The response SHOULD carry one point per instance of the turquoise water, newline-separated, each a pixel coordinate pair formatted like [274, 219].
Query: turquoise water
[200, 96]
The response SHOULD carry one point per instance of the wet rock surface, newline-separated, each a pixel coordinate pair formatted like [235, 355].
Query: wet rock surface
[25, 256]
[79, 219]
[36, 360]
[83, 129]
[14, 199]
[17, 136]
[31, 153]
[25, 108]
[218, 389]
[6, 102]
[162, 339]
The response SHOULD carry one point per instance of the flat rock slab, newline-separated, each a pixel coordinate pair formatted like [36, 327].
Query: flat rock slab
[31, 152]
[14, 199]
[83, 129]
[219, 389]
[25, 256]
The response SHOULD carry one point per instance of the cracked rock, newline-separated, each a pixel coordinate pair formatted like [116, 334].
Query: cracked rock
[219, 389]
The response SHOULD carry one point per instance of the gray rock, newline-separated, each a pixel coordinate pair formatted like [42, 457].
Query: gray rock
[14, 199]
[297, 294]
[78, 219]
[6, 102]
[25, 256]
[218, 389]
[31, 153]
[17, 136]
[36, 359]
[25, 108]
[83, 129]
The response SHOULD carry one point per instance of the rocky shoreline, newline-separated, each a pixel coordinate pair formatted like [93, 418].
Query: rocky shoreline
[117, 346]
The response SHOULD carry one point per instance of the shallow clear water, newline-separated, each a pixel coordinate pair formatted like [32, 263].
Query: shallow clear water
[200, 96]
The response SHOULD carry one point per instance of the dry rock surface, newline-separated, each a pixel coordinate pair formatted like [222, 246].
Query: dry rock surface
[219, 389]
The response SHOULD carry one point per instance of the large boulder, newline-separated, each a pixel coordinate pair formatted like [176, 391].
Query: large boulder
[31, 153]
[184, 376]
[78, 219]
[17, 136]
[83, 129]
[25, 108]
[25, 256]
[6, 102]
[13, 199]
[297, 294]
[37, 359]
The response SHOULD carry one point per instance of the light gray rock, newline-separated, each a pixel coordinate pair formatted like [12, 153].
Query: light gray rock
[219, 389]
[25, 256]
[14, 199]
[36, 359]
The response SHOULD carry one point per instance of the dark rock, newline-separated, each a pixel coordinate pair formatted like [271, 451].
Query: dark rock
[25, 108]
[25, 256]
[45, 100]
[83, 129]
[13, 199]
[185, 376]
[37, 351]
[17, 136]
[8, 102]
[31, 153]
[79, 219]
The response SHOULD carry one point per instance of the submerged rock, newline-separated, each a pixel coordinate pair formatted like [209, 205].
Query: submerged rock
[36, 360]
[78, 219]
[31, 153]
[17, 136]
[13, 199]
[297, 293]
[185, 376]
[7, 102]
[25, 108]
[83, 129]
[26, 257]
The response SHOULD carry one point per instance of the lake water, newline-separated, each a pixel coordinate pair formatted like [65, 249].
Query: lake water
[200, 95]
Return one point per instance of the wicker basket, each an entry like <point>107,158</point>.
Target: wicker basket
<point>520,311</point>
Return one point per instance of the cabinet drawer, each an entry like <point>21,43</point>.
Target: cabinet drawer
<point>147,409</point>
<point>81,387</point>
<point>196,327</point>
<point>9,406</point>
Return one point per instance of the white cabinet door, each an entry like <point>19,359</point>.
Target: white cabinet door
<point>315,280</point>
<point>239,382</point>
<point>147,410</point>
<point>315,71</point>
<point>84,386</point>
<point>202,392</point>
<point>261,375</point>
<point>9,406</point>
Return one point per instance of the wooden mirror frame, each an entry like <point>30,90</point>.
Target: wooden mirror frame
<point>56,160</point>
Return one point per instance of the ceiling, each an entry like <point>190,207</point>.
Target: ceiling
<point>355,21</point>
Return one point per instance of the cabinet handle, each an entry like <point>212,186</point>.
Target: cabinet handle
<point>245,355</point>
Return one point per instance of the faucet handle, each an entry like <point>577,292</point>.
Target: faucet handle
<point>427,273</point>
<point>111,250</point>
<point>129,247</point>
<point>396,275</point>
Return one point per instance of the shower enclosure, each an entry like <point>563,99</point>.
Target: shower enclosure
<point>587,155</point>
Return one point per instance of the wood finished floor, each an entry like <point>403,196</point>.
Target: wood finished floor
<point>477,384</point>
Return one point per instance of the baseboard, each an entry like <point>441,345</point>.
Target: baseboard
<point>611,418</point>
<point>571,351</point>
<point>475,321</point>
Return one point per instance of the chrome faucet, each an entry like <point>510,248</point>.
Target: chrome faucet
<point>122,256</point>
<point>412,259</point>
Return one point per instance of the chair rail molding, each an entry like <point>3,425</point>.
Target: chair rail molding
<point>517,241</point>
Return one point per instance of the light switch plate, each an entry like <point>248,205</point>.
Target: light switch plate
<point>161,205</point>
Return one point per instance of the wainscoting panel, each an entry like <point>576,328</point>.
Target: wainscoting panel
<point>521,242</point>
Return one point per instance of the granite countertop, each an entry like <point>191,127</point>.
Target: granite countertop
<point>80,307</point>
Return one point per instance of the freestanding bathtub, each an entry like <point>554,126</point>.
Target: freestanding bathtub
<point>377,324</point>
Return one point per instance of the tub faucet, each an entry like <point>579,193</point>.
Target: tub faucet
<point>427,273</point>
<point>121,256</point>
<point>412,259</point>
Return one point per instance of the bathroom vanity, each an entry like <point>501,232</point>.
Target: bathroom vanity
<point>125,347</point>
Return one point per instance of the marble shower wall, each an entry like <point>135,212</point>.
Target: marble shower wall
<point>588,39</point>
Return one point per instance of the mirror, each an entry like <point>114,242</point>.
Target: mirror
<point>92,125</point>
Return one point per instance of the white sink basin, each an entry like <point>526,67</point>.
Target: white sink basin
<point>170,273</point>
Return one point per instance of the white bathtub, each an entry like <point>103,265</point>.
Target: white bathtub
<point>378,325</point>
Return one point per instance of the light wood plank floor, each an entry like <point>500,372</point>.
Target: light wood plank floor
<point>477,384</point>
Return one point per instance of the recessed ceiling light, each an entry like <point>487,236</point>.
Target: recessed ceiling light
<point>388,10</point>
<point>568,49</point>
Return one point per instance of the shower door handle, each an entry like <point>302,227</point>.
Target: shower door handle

________________________________________

What needs to be done
For the entries above, transcribe precisely the lines from the one with "Return one point per instance of the wainscoting" through the end, including both.

Exercise output
Return one point per instance of the wainscoting panel, each an entry like <point>576,328</point>.
Target: wainscoting panel
<point>521,242</point>
Return one point per instance of the granite countertop, each an entry like <point>191,127</point>.
Target: granite countertop
<point>80,307</point>
Return one point per instance of the freestanding bathtub, each an entry like <point>554,126</point>.
Target: freestanding bathtub
<point>377,324</point>
Return one point per instance of the tub faucet, each an entry like <point>579,193</point>.
Target: tub faucet
<point>427,273</point>
<point>121,256</point>
<point>412,259</point>
Return one point per instance of the bathroom vanity, each an entry like <point>501,232</point>.
Target: bathroom vanity
<point>125,347</point>
Return one point per instance of the marble shower wall, each an entry like <point>135,212</point>.
Target: marble shower wall
<point>588,39</point>
Return one point per instance of the mirror, each an entry like <point>114,242</point>.
Target: mirror
<point>92,125</point>
Return one point per instance of the white sink basin, each an entry like <point>526,67</point>.
Target: white sink basin
<point>170,273</point>
Return one point per instance of the white bathtub, each an entry like <point>103,265</point>.
Target: white bathtub
<point>378,325</point>
Return one point per instance of the light wood plank floor, each an entry like <point>500,372</point>.
Target: light wood plank floor
<point>477,384</point>
Return one point per instance of the recessed ceiling light, each an entry like <point>487,236</point>.
Target: recessed ceiling light
<point>388,10</point>
<point>568,49</point>
Return one point per instance of the shower door handle, each an entry like <point>302,227</point>.
Target: shower door handle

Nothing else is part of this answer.